#### [Exercise goal]
Please, could you print all the lines below exactly, leaving out the pictures?

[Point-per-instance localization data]
────────────────────

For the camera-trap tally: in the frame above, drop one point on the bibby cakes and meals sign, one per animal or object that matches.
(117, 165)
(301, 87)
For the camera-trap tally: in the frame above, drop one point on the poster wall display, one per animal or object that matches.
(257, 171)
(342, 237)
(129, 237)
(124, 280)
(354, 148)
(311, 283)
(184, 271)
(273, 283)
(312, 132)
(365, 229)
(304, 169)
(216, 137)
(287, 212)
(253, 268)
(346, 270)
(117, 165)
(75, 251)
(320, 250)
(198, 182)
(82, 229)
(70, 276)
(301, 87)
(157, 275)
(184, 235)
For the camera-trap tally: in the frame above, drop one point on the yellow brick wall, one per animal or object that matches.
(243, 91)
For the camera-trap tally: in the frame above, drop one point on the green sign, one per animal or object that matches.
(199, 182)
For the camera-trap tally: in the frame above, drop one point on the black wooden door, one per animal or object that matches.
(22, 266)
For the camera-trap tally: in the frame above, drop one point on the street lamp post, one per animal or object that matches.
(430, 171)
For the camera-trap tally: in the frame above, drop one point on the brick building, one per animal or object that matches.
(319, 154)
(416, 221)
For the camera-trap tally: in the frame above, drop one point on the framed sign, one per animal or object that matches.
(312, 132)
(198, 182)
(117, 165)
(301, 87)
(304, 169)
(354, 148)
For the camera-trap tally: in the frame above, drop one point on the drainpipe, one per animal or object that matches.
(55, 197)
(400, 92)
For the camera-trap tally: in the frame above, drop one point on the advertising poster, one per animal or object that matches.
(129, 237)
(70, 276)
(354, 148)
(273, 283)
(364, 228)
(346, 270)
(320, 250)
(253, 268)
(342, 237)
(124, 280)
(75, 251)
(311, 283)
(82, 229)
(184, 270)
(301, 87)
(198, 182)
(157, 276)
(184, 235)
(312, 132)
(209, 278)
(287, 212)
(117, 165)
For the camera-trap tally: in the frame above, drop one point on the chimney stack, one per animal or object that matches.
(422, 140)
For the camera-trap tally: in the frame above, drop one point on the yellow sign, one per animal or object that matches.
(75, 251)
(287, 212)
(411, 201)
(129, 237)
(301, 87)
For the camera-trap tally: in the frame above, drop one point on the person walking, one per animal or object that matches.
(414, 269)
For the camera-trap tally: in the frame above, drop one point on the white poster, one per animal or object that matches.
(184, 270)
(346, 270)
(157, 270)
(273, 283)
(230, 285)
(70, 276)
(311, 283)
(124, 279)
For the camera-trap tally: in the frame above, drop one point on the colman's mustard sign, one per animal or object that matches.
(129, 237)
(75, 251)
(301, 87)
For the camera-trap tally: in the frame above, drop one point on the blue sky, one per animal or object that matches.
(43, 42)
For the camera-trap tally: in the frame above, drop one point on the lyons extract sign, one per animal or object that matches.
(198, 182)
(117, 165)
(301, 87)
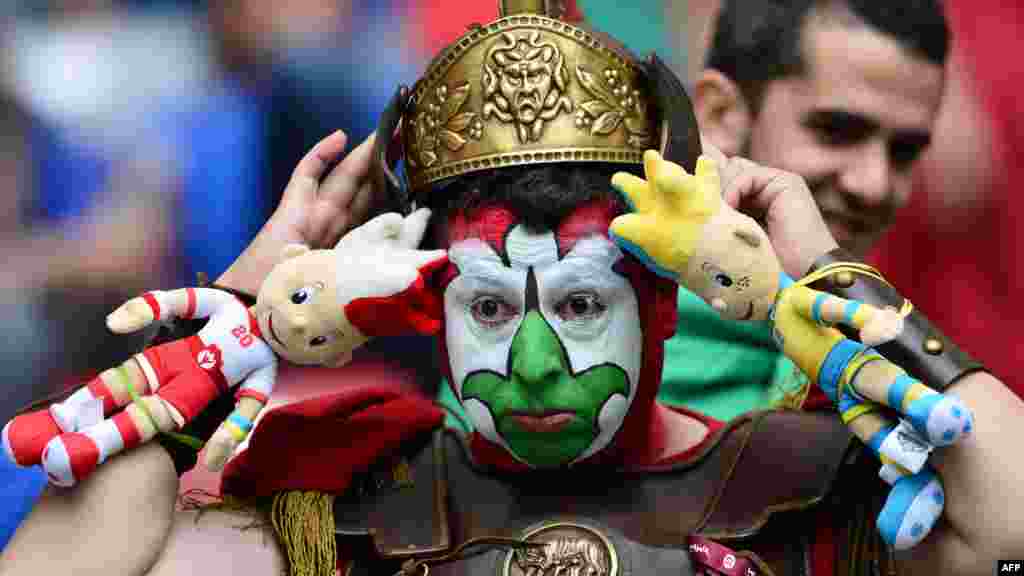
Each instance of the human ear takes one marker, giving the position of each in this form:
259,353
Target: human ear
292,250
723,114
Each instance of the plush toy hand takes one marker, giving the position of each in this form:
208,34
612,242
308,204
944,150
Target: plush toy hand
885,326
219,449
662,205
389,291
131,316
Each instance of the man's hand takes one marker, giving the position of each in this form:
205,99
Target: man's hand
782,203
131,316
314,210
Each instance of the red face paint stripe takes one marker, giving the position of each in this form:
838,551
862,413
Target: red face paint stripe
489,223
190,306
592,218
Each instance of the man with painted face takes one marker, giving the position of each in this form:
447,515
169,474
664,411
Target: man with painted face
546,452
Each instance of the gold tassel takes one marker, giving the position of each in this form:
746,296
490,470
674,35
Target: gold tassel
304,524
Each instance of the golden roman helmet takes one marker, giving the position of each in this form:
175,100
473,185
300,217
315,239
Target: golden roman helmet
531,88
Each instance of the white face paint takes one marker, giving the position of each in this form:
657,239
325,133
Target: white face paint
608,332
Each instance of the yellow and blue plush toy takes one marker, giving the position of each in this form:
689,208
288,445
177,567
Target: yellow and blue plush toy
681,229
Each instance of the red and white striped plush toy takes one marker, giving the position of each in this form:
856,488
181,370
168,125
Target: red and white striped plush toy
314,307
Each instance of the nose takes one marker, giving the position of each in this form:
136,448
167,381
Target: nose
537,354
299,324
868,174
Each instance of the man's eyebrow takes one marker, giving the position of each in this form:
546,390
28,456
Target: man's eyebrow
837,118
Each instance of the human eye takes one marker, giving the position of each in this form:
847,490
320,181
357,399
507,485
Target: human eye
492,311
581,305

────────────────────

#### [Problem solution]
For the camera-trap tally: in the frame above, drop one point on the bibby cakes and meals sign, one per animal or object that matches.
(117, 165)
(301, 87)
For the camera-trap tally: in the frame above, drop one point on the poster wall display, one per animal or object that matches.
(257, 171)
(342, 237)
(129, 237)
(124, 280)
(354, 148)
(311, 283)
(184, 271)
(273, 283)
(312, 132)
(365, 229)
(304, 169)
(216, 137)
(287, 212)
(253, 268)
(346, 270)
(117, 165)
(75, 251)
(320, 250)
(198, 182)
(82, 229)
(70, 276)
(301, 87)
(157, 275)
(184, 235)
For the camera-trap tally: in the frame above, drop one point on the yellow brick wall, one per animal or object that matches.
(243, 91)
For the camera-trap tally: in the frame above, drop one point on the green sign, one per animal or object that matches.
(199, 182)
For the camera-trap tally: in the frame above, drop one point on the black wooden door, one per animal or object that matches.
(22, 266)
For the camera-trap tally: in the frame above, drop one point on the street lamp post, one per animal or object that matches.
(430, 171)
For the camera-trap tally: in the frame above, drop one point on the brick building, one per animal or object that matches.
(319, 154)
(416, 221)
For the camera-trap tally: in the frame above, drop one point on the framed sign, one per animal or object that matches.
(312, 132)
(198, 182)
(117, 165)
(301, 87)
(304, 169)
(354, 148)
For the camera-trap tally: in the frame above, drop one point on the drainpipe, one per animal or object that matches.
(55, 197)
(400, 92)
For the camera-trap tally: in the frame above, drop one point on the advertising poster, one per animal or object that matches.
(129, 237)
(70, 276)
(354, 148)
(273, 283)
(364, 228)
(346, 270)
(320, 250)
(253, 268)
(342, 237)
(124, 280)
(75, 251)
(311, 283)
(82, 229)
(184, 270)
(301, 87)
(198, 182)
(157, 276)
(184, 235)
(312, 132)
(209, 278)
(287, 212)
(117, 165)
For the camera-trap tally: in the frame above, drop one point on the chimney stack, one per animal or object that matches.
(422, 140)
For the camera-trap tally: in the frame above, drop one point on the yellow sign, one per animal or object that matches.
(75, 251)
(287, 212)
(411, 201)
(129, 237)
(301, 87)
For the camera-trap tally: in the frame above, drop one point on the person walking, one per animal or object that matches.
(414, 269)
For the camera-trap tally: in the frame above, drop one point on the white poster, one per animal or object that matches.
(184, 270)
(346, 270)
(157, 270)
(273, 283)
(230, 285)
(70, 276)
(311, 283)
(124, 279)
For the camera-trap tally: in the frame above, drop one point on the colman's mustard sign, one per animal or object that matches.
(129, 237)
(75, 251)
(301, 87)
For the camera-trap tally: in the frame above, drop one point on the blue sky, one per animal or object that matches.
(43, 42)
For the camera-trap tally: in the frame above, drop one point on the lyons extract sign, one per animal or object that matches.
(198, 182)
(117, 165)
(301, 87)
Each instance of the human ear takes one marker, giving the position of each in this form:
259,353
Target: human ear
292,250
723,114
Each instance of the plush toy hand takes one marker, giving the position of each in this form:
208,34
612,242
308,204
944,150
Target: plush toy hand
885,326
219,449
662,205
389,291
131,316
Each instance of the man's hand takes one marker, giving the position of each in this form:
205,99
Target: man's hand
782,203
131,316
314,210
Each instance of the red face paint stripe takes one marker, giving the position of each in this form:
838,551
862,413
Target: red face paint stripe
489,223
190,306
592,218
Each instance of the man with painted face takes one marker, giving the position of each in this form:
447,515
169,474
664,411
Target: man with painted face
546,452
Each instance of the gold tassel takes one marker, giving the position of each in this form:
746,296
490,470
674,35
Target: gold tassel
304,524
Each instance of the golden roman helmet takes one marker, giving the position of each in this form:
175,100
473,185
300,217
315,239
Target: golden roman helmet
531,88
Each instance of the white face paint takes one marker, giving the position of each in this form:
657,239
325,133
Target: white face paint
608,332
Each instance of the yellow and blue plush toy takes one marker, giving the position of each in this form:
689,208
288,445
177,567
Target: yellow and blue plush toy
681,229
Each instance of the red and white striped plush toy takes one marker, giving the position of each in this form:
856,488
181,370
168,125
Target: red and white striped plush toy
314,307
Each instance of the nose takes one marker, giving the position of each in this form:
136,448
167,381
Target: nose
537,354
299,324
868,174
Each instance of the man's eyebrow takes one marker, giving the position of each in this form:
546,390
28,456
Target: man's eyebrow
837,118
Each instance of the human eye takes one marker, giving the position of each in this form:
847,490
320,181
357,399
507,485
Target: human eye
492,311
581,305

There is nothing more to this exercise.